Labeled contour entries:
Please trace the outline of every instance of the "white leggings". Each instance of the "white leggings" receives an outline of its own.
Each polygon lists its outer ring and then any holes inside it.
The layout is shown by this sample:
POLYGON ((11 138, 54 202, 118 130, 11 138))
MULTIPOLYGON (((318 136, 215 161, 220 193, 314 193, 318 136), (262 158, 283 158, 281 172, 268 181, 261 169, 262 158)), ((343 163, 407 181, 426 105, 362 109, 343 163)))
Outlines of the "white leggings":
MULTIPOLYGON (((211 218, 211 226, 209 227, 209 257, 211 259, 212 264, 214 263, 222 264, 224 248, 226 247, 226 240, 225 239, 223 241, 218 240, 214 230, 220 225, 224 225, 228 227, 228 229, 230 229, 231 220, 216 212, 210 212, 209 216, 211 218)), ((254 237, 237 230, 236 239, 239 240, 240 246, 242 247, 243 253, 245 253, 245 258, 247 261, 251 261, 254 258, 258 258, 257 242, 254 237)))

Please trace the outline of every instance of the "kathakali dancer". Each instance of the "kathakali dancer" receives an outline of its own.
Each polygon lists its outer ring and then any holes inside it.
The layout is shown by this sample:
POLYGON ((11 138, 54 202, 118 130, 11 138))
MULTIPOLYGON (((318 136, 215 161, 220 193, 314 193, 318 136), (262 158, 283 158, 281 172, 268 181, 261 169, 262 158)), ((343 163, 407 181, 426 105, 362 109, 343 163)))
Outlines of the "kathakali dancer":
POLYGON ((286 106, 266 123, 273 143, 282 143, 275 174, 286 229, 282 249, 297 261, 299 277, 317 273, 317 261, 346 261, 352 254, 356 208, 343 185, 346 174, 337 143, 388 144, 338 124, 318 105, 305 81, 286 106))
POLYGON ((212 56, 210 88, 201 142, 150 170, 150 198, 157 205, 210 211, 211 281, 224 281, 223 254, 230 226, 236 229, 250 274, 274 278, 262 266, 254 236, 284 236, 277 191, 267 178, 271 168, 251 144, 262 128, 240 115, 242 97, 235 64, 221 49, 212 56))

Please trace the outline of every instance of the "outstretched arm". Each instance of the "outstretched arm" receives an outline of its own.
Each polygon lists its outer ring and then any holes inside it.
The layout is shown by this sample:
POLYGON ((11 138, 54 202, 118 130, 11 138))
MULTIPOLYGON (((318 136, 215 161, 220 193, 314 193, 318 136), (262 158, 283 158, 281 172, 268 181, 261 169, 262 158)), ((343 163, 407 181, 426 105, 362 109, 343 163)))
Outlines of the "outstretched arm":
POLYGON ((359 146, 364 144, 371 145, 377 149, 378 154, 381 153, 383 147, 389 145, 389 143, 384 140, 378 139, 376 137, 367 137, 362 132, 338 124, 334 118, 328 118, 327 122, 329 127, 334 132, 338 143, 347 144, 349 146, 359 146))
==
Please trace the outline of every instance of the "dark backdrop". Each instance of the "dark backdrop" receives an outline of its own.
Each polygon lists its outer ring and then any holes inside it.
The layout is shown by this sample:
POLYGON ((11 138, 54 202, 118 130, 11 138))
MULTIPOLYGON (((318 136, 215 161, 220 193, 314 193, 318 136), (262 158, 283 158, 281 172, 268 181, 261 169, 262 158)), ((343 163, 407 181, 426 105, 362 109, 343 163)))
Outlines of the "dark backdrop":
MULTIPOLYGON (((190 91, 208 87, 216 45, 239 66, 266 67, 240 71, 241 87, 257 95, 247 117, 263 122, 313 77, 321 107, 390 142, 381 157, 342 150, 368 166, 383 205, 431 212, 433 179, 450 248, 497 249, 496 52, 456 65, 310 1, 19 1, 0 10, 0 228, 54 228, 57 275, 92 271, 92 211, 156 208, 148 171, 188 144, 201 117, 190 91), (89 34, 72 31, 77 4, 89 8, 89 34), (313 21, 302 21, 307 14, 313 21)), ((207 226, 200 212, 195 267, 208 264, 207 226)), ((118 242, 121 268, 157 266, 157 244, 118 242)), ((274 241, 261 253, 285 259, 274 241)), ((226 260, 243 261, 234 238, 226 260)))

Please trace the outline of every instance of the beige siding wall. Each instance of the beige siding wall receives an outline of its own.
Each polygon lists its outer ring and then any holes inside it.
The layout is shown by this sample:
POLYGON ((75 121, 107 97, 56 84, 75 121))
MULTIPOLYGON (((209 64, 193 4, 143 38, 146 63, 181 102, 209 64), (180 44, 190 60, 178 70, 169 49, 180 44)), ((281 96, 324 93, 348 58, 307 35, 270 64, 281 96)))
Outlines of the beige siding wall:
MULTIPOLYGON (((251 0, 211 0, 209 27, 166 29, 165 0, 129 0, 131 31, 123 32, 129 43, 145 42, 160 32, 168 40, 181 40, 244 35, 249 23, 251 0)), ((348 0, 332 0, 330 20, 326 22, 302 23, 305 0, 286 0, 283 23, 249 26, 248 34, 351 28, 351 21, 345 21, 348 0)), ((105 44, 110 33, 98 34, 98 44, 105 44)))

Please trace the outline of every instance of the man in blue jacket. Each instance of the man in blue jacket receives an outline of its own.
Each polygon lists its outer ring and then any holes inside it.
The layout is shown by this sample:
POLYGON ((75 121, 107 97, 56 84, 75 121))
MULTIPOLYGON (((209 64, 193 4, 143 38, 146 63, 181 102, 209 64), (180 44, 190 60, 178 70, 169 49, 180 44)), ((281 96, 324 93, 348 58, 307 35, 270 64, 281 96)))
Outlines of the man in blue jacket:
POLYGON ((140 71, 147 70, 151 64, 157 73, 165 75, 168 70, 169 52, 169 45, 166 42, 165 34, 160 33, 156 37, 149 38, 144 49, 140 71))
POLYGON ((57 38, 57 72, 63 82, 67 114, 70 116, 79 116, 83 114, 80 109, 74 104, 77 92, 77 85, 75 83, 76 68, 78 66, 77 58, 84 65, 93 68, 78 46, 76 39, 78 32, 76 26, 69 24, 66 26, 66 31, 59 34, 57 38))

EXERCISE DIRECTIONS:
Rewrite the span from the line with "Please trace the outline of every instance of the beige" up to and including the line with "Outlines of the beige", changing "beige" to "tan" and leaving the rest unchanged.

THE COMPLETED TASK:
Please trace the outline of every instance of the tan siding wall. Each instance of the tan siding wall receives an outline of its own.
Each polygon lists its outer ring and then any holes inside it.
The layout is shown by this sample:
POLYGON ((75 121, 107 97, 56 84, 75 121))
MULTIPOLYGON (((209 64, 193 4, 143 38, 146 63, 181 102, 209 64), (180 44, 190 60, 178 70, 169 49, 180 44)), ((281 96, 324 93, 348 58, 307 35, 270 64, 281 96)))
Outlines of the tan siding wall:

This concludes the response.